— START OF Provided passage —
Sun-dried Tomato & Feta Bread Rolls

So, yesterday was Lucky’s birthday.

Instead of making a cake I made a huge unforgettable danish. But this is not the post about the Danish, this is a post about a simple but classy bread rolls. I promise I will post the Danish recipe sometime soon because after all the sugary treats and the small party we had with our close friends last night at home, I just wanna have a real strong cup of joe and something light for breakfast.

It is such a blessing to be able to always wake up early even without an annoying buzzer. Though it is also feels like a curse when it is HOLIDAY and you need to have that extra sleep. So there I was at 4:30am wishing it was at least 7am. Dragging my aching body, I opened the fridge to collect my happy pills. They’re not actually pills, they’re actually 4 of my favorite ingredients ever and I am not taking about ingredients to make Bloody Mary, though I could use a tall glass of it.

I have made different kinds of bread using each of those ingredients. But since I was not in any mood to do any kneading, I decided to make a no knead bread which the original recipe can be found at sassandveracity.com

The original recipe requires spinach and I avoid it completely. One thing I remember the most when I did a research about spinach and amaranth for my book, which is the most important thing and many people neglect it, is that once you have cooked those leafy vegetables, you must consume them within 5 hours the most and you must never overcook them or cook them in extreme temperature. To explain it simply; the good iron called FERRO will turn into FERRI. FERRI is poisonous. That’s the bad guy. So to get the whole goodness of spinach, don’t abuse them in your cooking and make sure to consume them right away and NEVER reheat anything with spinach in it.
— END OF Provided passage —
— START OF Supplied data —
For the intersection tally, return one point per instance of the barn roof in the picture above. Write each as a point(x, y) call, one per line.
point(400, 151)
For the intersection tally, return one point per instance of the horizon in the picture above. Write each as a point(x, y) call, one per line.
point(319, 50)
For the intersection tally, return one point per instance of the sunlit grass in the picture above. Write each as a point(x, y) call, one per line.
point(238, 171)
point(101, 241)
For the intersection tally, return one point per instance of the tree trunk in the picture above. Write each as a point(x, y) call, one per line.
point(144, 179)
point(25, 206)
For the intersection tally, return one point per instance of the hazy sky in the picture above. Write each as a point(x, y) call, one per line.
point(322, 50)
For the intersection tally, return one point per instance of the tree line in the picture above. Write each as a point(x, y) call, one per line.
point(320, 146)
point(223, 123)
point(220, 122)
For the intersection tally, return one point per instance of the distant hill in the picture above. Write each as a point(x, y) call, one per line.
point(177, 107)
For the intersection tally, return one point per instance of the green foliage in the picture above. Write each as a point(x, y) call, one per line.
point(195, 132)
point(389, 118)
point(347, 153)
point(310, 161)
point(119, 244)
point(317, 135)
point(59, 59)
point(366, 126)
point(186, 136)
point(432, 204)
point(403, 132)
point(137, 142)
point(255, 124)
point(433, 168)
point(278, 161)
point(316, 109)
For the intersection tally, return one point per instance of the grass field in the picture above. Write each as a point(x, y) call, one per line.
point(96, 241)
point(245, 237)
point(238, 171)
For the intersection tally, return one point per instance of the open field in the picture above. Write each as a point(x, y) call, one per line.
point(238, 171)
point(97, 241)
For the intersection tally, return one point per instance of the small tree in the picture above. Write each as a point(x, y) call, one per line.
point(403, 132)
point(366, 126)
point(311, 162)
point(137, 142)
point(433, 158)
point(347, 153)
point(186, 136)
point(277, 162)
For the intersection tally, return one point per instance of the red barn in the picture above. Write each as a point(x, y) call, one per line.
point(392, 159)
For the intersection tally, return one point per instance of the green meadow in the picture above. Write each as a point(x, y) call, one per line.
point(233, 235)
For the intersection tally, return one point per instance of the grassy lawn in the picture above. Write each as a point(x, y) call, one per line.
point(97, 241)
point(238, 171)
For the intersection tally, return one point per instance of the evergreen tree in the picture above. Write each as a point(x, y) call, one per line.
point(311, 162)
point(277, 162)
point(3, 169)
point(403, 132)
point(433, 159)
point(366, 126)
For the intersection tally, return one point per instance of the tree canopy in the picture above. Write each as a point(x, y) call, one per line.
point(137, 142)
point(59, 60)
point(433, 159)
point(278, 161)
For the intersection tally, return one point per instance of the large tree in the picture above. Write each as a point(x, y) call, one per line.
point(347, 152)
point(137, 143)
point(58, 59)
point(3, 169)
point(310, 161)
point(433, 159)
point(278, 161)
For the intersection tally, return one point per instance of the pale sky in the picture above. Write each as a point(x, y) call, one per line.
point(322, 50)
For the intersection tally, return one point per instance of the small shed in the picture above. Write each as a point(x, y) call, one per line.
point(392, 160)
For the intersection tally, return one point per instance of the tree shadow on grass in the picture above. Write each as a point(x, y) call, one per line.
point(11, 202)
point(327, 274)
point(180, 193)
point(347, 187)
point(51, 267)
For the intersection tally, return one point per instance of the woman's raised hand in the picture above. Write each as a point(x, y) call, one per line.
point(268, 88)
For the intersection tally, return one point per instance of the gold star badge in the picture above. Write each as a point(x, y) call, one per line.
— END OF Supplied data —
▶ _Exercise requirements_:
A - According to the bread rolls post, at what time did the writer wake up on the holiday?
B - From the bread rolls post, pull out the stretch from "So, yesterday was" through "light for breakfast." and reproduce it without any changes.
C - Does the bread rolls post support each statement below? Answer yes or no for each one, and quote the words from the post that decide it.
(i) The writer made a cake for Lucky's birthday.
(ii) The original recipe for the bread calls for spinach.
(iii) The writer says cooked spinach should be eaten within five hours.

▶ _Responses for each task_:
A - 4:30am

B -
So, yesterday was Lucky’s birthday.

Instead of making a cake I made a huge unforgettable danish. But this is not the post about the Danish, this is a post about a simple but classy bread rolls. I promise I will post the Danish recipe sometime soon because after all the sugary treats and the small party we had with our close friends last night at home, I just wanna have a real strong cup of joe and something light for breakfast.

C -
(i) No: "Instead of making a cake I made a huge unforgettable danish."
(ii) Yes: "The original recipe requires spinach"
(iii) Yes: "you must consume them within 5 hours the most"